## [TEXT BLOCK]

= Marc Wilkinson =

Australian composer and conductor (1929–2022)

Marc Wilkinson (27 July 1929 – 9 January 2022) was an Australian-British composer and conductor best known for his film scores, including Blood on Satan's Claw, and incidental music for the theatre, most notably for Peter Shaffer's The Royal Hunt of the Sun. His compositional approach has combined traditional techniques with elements of the avant-garde. After residing for most of his life in the United Kingdom, he retired from composition and lived in France.

==Life and career==
Born in Paris, France, Wilkinson studied composition at Columbia and Princeton Universities; he also took some private lessons with Varèse in New York. He published a number of analytical articles on works by Varèse and Boulez. In England, he became one of the first independent composers to make use of the BBC Radiophonic Workshop after it opened in 1958. For a time Wilkinson was resident composer and musical director of the Royal Shakespeare Company, then musical director of the Royal National Theatre (1963–74). One of the first scores he composed in that post was for Peter Shaffer's The Royal Hunt of the Sun (1964); the result deeply impressed the playwright, who has described Wilkinson's work as "perhaps the best score for a play to be written since Grieg embellished Peer Gynt". Wilkinson subsequently wrote the incidental music to Shaffer's play Equus (1973).

Other National Theatre productions for which Wilkinson wrote incidental music included Tom Stoppard's plays Rosencrantz and Guildenstern Are Dead (1967) and Jumpers (its premiere production, 1972). He also taught at the Royal Court Theatre studio, under the directorship of Keith Johnstone, from the autumn of 1964.

## [WHAT TO PRODUCE]
Continue the Marc Wilkinson biography from where it stops, adding the next part of his life and career.

## [DATASET ENTRIES]
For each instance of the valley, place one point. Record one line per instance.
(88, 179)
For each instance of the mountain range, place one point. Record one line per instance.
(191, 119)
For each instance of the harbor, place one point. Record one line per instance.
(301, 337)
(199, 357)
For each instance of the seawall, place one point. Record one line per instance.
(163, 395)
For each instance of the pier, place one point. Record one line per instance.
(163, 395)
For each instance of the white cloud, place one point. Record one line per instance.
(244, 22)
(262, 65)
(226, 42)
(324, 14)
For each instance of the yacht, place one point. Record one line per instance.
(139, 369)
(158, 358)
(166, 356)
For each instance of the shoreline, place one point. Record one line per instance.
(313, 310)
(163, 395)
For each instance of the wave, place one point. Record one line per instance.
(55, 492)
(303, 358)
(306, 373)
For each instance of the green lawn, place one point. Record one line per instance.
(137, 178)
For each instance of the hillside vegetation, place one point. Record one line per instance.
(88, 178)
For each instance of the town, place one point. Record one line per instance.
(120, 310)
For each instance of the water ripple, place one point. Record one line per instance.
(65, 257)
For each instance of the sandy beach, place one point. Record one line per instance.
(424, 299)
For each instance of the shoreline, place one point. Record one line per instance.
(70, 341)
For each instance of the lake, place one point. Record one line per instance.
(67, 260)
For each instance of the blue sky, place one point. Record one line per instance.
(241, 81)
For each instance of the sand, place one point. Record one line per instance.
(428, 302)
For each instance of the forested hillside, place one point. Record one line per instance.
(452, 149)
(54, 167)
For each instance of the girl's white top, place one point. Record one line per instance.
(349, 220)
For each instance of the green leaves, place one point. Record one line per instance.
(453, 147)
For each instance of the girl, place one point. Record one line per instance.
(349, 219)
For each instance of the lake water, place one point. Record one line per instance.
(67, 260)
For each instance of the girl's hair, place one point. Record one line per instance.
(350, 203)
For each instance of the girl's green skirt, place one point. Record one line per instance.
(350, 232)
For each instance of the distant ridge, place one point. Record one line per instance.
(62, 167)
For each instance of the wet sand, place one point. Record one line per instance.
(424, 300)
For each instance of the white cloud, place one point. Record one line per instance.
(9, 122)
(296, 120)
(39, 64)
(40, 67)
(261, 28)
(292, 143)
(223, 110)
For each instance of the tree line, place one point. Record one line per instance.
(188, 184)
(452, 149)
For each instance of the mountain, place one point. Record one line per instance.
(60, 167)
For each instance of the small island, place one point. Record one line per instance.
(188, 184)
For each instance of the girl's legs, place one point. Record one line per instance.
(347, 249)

## [RESPONSE TO THIS TASK]
Through his work at the National Theatre Wilkinson met Piers Haggard, who was working as an assistant director: the two worked together on the National Theatre production The Dutch Courtesan (1964). Having directed several TV dramas, Haggard was about to direct his first feature film and invited Wilkinson to score it. The result is one of Wilkinson's most celebrated film scores, Blood on Satan's Claw (1971), acclaimed by Jonathan Rigby in English Gothic as "easily among the best ever composed for a British horror film". Wilkinson subsequently gave crucial advice to Paul Giovanni who had been commissioned to score the film The Wicker Man.

Wilkinson and Haggard subsequently worked together on further TV and film productions, including Quatermass and The Fiendish Plot of Dr. Fu Manchu.

He died on 8 January 2022, at the age of 92.

==Selective list of works==

===Incidental music for theatre===
- Richard III (Royal Shakespeare Company, 1961)
- Cymbeline (Royal Shakespeare Company, 1962)
- The Royal Hunt of the Sun (1964)
- The Storm (1966)
- Macbeth (1966)
- Rosencrantz and Guildenstern Are Dead (1967)
- As You Like It (1967)
- Three Sisters (1967)
- Love’s Labour’s Lost (1968)
- National Health (1969)
- Cyrano de Bergerac (1970)
- The Duchess of Malfi (1971)
- Jumpers (1972)
- Equus (1973)

===Film scores===
- If.... (1968)
- The Royal Hunt of the Sun (1969)
- The Blood on Satan's Claw (1970)
- Family Life (1971)
- Eagle in a Cage (1972)
- The Darwin Adventure (1972)
- The Triple Echo (1972)
- The Hireling (1973)
- The Mango Tree (1977)
- The Quatermass Conclusion (1979: edited down from TV series)
- Eagle's Wing (1979)
- The Fiendish Plot of Dr. Fu Manchu (1980)
- Looks and Smiles (1981)
- Enigma (1982)
- Rosencrantz & Guildenstern are Dead (1990)

===Television scores===
- Twelfth Night (1970 film) (TV adaptation) (1970)
- Play for Today (TV series) (1970–79)
  - "The Lie" (1970)
  - "Blue Remembered Hills" (1979)
- The Return (Short) (1973)
- Days of Hope (TV drama mini-series) (1975)
  - "1916: Joining Up" (1975)
  - "1921" (1975)
  - "1924" (1975)
  - "1926: General Strike" (1975)
- The Leopard that Changed Its Spots (nature documentary, Anglia TV 1978)
- Quatermass (TV series) (1979)
  - "Ringstone Round" (1979)
  - "Lovely Lightning" (1979)
  - "What Lies Beneath" (1979)
  - "An Endangered Species" (1979)
- Hammer House of Horror (TV series) (1980)
  - "Visitor from the Grave" (1980)
- Very Like a Whale (TV movie) (1981)
- Tales of the Unexpected (TV series) (1981–88)
  - "The Way to Do It" (1981)
  - "The Skeleton Key" (1982)
  - "The Absence of Emily" (1982)
  - "A Harmless Vanity" (1982)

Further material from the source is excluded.